• **Task statement**
Find every line in the data below that contains the string "clicks", matching case exactly, and copy each of those lines in full.
--*--
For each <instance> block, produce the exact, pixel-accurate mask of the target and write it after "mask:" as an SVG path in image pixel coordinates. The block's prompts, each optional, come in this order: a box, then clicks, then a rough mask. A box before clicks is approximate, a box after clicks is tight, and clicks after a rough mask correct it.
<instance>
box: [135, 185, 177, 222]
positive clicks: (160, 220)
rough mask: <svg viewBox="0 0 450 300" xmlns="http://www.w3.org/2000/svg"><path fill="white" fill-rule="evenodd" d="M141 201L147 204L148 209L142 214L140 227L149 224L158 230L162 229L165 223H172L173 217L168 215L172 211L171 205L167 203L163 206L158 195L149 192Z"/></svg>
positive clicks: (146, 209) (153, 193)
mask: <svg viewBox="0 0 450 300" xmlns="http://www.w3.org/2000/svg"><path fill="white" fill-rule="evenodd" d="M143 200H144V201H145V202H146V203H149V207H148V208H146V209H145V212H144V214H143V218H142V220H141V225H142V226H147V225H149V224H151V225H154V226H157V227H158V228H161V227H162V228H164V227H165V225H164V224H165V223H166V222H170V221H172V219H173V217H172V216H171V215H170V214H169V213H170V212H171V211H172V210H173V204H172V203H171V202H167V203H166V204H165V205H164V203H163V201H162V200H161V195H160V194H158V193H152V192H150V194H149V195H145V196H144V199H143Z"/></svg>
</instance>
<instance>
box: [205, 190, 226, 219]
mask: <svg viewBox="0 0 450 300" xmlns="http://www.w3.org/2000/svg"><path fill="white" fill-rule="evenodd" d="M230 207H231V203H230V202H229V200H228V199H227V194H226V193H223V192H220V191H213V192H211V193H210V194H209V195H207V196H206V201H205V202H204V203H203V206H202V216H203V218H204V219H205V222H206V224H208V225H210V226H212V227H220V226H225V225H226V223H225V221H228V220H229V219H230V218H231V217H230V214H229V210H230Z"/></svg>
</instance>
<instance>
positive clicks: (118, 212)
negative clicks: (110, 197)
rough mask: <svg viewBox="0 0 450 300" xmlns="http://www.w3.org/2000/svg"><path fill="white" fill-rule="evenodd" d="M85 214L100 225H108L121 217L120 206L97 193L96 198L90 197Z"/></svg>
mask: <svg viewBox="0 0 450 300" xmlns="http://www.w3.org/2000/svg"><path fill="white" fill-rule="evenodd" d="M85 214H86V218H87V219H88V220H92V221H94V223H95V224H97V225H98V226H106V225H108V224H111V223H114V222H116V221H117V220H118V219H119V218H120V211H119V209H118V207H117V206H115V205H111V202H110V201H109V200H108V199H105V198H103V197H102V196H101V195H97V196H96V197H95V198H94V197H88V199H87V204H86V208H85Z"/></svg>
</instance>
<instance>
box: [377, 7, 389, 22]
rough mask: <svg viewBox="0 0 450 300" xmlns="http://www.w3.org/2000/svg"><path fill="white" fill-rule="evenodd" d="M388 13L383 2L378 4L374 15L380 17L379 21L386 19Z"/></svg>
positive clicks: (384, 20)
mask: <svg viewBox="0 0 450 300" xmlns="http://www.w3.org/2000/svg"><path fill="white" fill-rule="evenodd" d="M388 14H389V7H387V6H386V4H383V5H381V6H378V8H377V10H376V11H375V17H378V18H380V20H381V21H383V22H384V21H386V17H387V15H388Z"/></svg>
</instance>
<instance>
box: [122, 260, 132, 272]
--*--
• **Written reply**
For each <instance> block, produce the exact, pixel-accurate mask of the target and write it after "mask:" as an SVG path in image pixel coordinates. The block's prompts, each optional, come in this order: a box, then clicks, then a rough mask. A box before clicks is approximate, a box after clicks is tight, and clicks after a rough mask correct it.
positive clicks: (160, 220)
positive clicks: (146, 209) (153, 193)
positive clicks: (118, 212)
negative clicks: (110, 197)
positive clicks: (384, 20)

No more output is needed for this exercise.